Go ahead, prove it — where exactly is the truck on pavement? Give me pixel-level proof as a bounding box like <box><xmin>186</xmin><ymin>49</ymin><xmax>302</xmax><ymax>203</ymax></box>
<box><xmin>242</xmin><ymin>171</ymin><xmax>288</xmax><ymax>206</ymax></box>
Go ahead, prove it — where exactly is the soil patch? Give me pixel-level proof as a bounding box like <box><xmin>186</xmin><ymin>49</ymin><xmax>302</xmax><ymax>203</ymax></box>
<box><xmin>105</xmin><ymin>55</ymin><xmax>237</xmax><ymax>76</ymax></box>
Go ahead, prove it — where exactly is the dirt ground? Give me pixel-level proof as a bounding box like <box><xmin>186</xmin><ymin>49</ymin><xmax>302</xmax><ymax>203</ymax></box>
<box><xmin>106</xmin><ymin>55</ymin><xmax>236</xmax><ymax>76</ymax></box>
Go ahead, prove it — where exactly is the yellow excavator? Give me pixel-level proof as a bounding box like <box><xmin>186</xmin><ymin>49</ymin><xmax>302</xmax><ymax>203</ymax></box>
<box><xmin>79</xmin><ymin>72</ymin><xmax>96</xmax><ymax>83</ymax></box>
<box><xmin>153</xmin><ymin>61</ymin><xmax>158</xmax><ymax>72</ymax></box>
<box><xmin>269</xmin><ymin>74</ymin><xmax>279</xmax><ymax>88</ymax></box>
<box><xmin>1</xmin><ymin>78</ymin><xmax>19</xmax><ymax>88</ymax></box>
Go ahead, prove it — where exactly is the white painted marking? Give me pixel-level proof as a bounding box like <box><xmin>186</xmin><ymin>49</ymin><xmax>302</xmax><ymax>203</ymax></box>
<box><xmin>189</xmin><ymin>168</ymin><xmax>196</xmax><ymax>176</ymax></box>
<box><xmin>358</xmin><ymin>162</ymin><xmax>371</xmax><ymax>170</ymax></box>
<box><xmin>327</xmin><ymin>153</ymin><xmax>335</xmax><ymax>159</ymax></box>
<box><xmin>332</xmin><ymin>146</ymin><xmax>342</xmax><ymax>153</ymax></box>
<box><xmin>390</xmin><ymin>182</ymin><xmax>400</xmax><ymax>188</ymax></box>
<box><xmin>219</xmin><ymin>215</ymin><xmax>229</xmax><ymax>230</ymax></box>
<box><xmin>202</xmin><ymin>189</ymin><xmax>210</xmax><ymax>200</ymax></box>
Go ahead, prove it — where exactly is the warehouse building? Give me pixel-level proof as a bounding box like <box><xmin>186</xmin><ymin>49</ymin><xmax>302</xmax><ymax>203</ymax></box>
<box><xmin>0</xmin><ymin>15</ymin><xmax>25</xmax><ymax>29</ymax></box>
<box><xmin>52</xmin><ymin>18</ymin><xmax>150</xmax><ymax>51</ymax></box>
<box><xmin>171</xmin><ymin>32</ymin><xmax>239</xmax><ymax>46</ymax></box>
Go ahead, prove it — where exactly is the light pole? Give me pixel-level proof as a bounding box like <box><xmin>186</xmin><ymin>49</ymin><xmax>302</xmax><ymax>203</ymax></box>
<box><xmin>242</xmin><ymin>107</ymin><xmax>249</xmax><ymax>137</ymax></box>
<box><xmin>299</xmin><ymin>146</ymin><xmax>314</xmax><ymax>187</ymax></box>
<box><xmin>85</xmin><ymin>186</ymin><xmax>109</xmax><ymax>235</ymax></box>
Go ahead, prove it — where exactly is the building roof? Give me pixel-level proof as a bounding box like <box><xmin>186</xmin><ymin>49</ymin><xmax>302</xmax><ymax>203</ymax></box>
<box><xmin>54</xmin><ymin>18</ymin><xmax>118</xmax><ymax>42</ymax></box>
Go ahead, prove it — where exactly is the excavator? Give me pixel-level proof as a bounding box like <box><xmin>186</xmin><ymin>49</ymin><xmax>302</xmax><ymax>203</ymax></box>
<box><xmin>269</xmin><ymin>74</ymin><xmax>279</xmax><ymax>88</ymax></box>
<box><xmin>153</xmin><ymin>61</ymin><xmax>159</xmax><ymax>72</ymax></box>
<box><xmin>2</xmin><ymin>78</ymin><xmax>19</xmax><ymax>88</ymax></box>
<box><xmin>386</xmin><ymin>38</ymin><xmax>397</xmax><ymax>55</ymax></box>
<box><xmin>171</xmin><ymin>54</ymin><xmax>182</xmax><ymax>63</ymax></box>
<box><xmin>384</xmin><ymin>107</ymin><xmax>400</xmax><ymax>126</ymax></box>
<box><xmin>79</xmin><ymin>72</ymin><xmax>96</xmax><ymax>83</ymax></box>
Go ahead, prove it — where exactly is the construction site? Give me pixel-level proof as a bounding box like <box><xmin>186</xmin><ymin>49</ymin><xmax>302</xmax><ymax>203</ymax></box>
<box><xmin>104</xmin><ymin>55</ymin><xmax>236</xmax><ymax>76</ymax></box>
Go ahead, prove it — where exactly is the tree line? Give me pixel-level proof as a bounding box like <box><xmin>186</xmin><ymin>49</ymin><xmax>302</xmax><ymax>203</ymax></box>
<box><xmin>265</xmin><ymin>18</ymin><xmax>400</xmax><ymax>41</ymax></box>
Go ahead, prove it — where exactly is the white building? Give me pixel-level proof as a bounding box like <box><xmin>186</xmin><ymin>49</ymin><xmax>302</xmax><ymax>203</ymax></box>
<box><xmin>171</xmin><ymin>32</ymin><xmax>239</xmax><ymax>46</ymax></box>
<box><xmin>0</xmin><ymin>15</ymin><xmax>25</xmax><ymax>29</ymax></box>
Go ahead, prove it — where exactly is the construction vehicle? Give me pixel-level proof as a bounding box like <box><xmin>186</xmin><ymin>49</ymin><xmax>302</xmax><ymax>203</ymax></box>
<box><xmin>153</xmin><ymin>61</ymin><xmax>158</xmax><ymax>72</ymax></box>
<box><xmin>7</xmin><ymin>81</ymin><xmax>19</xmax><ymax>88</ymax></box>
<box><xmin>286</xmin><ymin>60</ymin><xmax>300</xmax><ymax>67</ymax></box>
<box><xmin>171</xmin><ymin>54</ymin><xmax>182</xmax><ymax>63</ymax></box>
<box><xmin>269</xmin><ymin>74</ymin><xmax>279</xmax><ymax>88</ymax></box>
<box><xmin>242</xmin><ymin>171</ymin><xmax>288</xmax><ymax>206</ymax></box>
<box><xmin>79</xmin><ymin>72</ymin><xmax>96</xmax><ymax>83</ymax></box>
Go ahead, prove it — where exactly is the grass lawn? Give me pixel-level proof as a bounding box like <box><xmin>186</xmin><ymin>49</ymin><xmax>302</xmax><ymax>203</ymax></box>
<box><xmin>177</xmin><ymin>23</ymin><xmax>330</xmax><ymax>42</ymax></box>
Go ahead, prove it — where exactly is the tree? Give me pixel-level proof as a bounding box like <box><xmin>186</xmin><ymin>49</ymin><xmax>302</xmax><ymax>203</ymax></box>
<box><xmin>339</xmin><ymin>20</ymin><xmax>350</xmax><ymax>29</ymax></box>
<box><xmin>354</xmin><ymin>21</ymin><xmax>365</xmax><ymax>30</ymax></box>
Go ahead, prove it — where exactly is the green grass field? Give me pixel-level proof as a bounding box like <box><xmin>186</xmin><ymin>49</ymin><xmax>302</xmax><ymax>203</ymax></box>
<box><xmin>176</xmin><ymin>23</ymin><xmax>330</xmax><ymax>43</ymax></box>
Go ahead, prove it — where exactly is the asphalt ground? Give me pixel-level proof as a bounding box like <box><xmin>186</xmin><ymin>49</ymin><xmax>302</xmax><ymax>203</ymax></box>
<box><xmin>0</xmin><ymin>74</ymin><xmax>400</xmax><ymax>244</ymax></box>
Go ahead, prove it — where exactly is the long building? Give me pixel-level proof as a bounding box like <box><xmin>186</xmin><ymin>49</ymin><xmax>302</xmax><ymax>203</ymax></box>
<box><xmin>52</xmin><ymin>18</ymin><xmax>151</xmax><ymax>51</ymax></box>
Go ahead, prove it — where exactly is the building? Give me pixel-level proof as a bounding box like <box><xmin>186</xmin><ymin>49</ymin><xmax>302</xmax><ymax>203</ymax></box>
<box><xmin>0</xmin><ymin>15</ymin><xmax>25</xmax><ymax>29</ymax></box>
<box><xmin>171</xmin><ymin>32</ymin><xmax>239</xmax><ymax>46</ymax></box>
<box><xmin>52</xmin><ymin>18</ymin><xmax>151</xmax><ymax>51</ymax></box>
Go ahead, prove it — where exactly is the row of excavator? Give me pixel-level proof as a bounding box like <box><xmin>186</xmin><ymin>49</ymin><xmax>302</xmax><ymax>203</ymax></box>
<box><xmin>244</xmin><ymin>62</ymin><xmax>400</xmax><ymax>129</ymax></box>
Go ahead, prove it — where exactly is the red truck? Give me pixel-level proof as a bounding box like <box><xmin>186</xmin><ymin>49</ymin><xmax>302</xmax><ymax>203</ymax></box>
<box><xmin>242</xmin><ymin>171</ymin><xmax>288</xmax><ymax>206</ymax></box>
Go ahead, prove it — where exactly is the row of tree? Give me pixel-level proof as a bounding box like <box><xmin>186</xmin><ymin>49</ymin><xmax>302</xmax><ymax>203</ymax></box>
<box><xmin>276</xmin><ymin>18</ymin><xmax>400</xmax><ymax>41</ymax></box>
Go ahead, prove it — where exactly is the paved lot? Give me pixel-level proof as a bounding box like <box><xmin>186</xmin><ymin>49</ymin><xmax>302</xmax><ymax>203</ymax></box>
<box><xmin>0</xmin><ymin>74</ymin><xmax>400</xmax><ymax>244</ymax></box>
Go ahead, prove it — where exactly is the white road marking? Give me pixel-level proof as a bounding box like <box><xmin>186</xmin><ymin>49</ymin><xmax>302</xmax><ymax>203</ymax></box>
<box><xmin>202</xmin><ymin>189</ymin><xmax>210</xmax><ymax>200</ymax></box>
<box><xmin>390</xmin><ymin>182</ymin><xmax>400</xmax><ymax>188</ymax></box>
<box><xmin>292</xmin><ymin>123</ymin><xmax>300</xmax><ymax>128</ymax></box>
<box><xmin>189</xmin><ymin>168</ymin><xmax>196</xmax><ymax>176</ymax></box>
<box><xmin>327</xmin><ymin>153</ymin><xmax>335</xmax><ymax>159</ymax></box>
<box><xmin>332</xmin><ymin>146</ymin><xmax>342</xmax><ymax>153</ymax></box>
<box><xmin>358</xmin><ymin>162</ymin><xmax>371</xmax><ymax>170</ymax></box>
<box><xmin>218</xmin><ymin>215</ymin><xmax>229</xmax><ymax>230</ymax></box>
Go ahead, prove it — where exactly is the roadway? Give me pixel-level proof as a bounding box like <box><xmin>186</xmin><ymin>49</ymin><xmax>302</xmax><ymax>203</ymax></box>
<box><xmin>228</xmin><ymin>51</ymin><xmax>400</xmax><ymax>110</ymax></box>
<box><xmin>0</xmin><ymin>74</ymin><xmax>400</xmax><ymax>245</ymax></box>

════

> Written request
Locate each row above that contains the word "grass" and copy every such row in full.

> Written response
Go ahead, prove it — where exactly is the grass lawn? Give me pixel-level proof as a bounding box like <box><xmin>186</xmin><ymin>49</ymin><xmax>302</xmax><ymax>203</ymax></box>
Go ahead, prove it — where exactly is the green grass field? Give me pixel-level proof as a bounding box like <box><xmin>186</xmin><ymin>49</ymin><xmax>302</xmax><ymax>203</ymax></box>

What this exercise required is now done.